In the text on verifying AI training data below, what would independently checking a hash require?
------ Document excerpt
Like I said in Privacy isn't a test (https://algamest.ghost.io/privacy-isnt-a-test/), I am sharing incomplete ideas with the intention of encouraging readers to have a mindset of questioning technology & demanding better from it.
Publishing a hash representation of the training dataset used, & having this verifiably tied to model code, would be a working solution.
The last step of having the two tied together, with the model being unusable if these don't match, is not something I know how would work, but I believe far more challenging problems have been solved today than this, & with demand this could be achieved.
Independently verifying a hash would require having access to the underlying training data, a measure of transparency in itself.
A step further is in Trusted Execution Environments (https://en.wikipedia.org/wiki/Trusted_execution_environment).
Nvidia already have Confidential Computing built into their modern hardware (https://www.nvidia.com/en-us/data-center/solutions/confidential-computing/), the same hardware all of the big tech companies are heavily invested in. This is used to verify that the hardware really is made by Nvidia and running exactly the software expected. I think with this in existence, we could add a hash, or anything else we don't want tampered with, as part of a process of verifying that a particular model, when run, truly was trained on the data it claims to have been.
It might be necessary to store the hash, or equivalent, at the point of manufacture. Since these devices have a limited lifespan, given how hard they're worked, I don't see this as a blocker.
This article (https://eco.com/support/en/articles/14796365-tees-for-ai-agents-verifiable-compute) explores this kind of idea much further, but doesn't mention using this on training data.
------------
------ Dataset extract
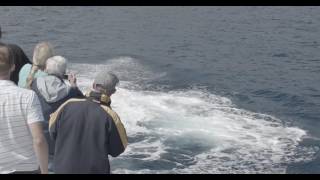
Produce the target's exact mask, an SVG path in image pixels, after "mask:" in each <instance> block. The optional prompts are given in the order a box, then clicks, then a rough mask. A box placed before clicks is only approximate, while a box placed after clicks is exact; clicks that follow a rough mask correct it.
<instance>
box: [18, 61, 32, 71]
mask: <svg viewBox="0 0 320 180" xmlns="http://www.w3.org/2000/svg"><path fill="white" fill-rule="evenodd" d="M31 67H32V65H31V64H30V63H27V64H25V65H23V66H22V68H21V70H20V71H21V72H23V71H27V70H29V71H30V69H31Z"/></svg>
------------
• Task result: Access to the underlying training data.